On this day, we remember the 8,500 Australians and 2,700 New Zealanders who gave their lives during the Gallipoli campaign, which began 98 years ago today. But we also remember all Australians and New Zealanders who have fallen in war since our two nations entered the field of combat, more than a century ago in South Africa. We remember the dead of the First and Second World Wars, of Korea, Malaya and Vietnam, and most recently of Afghanistan, where 39 young Australians have fallen.
Like most Australians I find ANZAC Day a very emotional day. For me, however, to find myself in Berlin on ANZAC Day is particularly poignant. Both my grandfathers served in the First World War. My maternal grandfather, John Peek, served in the 3rd Light Horse and was commissioned in the field. My paternal grandfather, Bruno Danziger, served in the German Army, and won the Iron Cross. Both served on the western front, both were officers, and both survived – otherwise I would not be here.
But my two grandfathers met very different fates. John returned to Australia and was honoured as we honour all our veterans. Bruno and his wife Margarethe were deported from this city, from just down the road here at Grunwald Station, to Auschwitz, where they were murdered. That was how Nazi Germany treated decorated war veterans who happened to be Jews. Their son, my father, escaped Germany and fled to Australia, which is why I am an Australian and not a German.
That was the old Germany, the Germany that died in the burning ruins of Berlin in 1945. Today we stand in the capital of the new Germany, a democratic, prosperous, united Germany, in which people of all faiths and none live peacefully together and enjoy the blessings of peace and democracy. Those blessings can be summed up in the first three words of the German national anthem: Einigkeit und Recht und Freiheit – unity, justice and freedom.

--------------------------------

◆ **Directive**: Render this sentence from the ANZAC Day speech in French: "John returned to Australia and was honoured as we honour all our veterans." The records were drawn from a separate source, not from the ANZAC Day speech.

--------------------------------

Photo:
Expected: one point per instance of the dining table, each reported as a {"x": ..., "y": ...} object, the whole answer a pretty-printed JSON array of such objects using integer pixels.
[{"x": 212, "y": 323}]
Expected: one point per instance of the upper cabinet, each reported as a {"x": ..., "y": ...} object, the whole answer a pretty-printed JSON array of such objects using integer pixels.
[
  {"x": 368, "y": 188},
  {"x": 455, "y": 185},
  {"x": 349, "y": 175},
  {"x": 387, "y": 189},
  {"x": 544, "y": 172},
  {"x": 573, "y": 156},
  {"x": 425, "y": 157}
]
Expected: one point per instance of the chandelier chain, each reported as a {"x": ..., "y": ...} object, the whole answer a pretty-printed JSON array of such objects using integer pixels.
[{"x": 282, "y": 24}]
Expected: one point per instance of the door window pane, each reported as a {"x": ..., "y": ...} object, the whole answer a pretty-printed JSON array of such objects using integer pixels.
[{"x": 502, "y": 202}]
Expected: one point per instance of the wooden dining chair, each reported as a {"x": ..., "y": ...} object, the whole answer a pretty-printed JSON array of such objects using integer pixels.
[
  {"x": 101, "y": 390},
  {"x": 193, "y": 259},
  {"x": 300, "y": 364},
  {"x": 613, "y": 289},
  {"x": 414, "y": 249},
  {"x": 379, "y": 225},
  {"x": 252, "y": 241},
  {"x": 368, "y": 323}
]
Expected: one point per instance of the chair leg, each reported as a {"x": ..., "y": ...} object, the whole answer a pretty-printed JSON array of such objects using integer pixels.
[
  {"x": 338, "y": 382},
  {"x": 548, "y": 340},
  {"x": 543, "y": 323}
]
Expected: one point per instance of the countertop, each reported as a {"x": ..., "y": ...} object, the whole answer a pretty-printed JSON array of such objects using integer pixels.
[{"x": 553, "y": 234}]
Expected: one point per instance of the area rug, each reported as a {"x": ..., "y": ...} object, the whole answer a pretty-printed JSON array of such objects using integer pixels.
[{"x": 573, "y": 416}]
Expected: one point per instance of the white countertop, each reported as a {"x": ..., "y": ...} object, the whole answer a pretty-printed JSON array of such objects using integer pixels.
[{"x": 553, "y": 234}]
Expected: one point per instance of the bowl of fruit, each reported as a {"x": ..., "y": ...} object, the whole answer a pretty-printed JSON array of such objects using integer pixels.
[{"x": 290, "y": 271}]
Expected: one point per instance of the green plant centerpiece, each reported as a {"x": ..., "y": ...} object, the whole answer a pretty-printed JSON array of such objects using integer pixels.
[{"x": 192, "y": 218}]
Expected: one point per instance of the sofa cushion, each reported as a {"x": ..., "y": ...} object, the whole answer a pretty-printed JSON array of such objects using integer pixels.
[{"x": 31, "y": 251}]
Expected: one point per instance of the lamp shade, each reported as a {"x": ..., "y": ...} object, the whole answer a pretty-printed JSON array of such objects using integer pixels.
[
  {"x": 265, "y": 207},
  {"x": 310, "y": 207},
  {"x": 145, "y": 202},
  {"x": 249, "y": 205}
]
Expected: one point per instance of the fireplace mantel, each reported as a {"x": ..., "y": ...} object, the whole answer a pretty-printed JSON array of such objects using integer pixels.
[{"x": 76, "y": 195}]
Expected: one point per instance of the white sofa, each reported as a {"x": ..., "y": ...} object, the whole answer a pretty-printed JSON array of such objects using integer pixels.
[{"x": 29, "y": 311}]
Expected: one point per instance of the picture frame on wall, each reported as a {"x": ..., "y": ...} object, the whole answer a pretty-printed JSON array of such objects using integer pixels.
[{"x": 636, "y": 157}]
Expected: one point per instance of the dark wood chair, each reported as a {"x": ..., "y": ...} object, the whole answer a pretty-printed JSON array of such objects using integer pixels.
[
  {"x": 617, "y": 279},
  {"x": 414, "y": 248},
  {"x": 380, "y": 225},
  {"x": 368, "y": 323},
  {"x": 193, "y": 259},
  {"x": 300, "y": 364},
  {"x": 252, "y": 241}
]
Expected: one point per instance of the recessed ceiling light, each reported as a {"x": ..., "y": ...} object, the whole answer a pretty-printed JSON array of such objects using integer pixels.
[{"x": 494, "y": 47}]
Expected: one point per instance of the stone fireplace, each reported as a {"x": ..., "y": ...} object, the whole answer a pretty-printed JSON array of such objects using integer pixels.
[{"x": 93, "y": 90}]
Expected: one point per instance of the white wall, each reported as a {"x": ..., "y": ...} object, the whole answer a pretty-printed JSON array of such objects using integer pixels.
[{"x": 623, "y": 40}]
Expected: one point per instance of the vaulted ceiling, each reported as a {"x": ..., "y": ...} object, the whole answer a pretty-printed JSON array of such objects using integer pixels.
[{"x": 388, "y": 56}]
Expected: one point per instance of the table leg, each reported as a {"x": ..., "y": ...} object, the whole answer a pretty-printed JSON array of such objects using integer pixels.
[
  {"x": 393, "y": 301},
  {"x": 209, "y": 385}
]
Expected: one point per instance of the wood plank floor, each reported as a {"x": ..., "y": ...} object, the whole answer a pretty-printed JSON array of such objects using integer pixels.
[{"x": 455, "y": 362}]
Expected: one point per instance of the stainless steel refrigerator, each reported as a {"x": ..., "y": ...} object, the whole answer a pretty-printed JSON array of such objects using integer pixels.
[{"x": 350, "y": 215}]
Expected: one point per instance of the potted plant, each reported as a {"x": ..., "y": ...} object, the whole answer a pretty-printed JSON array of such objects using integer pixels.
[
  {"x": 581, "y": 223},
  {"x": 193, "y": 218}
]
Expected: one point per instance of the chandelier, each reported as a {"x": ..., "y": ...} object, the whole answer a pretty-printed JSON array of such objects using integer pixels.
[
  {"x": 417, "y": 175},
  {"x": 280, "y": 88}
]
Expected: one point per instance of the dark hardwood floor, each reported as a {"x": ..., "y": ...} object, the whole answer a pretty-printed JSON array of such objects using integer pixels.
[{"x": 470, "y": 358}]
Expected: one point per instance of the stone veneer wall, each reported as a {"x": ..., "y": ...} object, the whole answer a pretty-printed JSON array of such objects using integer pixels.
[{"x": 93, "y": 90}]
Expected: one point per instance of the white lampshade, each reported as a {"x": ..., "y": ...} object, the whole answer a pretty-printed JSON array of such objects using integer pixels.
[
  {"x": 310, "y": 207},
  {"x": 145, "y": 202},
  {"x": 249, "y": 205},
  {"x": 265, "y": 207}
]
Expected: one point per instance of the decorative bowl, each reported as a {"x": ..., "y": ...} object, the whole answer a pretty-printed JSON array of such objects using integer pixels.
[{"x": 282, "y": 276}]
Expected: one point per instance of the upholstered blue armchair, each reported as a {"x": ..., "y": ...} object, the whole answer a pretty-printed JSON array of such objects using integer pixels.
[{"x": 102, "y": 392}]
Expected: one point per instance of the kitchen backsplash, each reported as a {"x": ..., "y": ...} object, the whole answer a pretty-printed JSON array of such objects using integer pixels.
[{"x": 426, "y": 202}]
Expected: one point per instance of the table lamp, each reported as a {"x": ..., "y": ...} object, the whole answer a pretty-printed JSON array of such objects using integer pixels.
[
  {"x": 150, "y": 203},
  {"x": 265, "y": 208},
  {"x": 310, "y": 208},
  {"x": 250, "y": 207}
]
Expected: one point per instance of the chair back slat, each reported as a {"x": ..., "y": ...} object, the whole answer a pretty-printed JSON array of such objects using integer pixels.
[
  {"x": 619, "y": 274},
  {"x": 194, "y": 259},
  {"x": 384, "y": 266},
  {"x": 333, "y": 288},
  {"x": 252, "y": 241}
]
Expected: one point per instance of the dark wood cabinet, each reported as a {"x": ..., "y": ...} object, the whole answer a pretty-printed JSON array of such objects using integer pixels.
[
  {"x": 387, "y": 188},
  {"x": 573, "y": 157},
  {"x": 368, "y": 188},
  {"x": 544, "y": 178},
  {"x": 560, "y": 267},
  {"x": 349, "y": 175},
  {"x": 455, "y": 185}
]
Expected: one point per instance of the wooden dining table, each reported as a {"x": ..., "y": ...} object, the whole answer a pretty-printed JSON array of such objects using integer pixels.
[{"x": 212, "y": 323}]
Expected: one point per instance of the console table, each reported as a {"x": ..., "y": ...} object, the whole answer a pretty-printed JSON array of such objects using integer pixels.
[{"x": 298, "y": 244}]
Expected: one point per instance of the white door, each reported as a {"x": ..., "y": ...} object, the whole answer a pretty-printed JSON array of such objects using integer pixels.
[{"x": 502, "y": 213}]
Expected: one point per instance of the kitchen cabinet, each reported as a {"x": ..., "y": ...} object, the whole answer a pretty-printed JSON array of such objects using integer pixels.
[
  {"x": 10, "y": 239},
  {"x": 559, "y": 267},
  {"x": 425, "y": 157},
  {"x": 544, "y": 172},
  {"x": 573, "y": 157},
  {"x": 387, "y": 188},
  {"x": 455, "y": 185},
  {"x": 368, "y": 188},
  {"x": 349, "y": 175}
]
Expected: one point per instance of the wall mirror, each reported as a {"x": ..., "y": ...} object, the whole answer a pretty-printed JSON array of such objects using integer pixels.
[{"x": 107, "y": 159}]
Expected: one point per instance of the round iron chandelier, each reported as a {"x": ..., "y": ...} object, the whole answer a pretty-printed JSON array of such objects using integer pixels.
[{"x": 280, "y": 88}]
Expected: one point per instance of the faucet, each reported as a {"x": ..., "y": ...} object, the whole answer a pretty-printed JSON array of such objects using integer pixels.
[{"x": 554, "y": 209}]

--------------------------------

◆ **The output**: John est rentré en Australie et a été honoré comme nous honorons tous nos anciens combattants.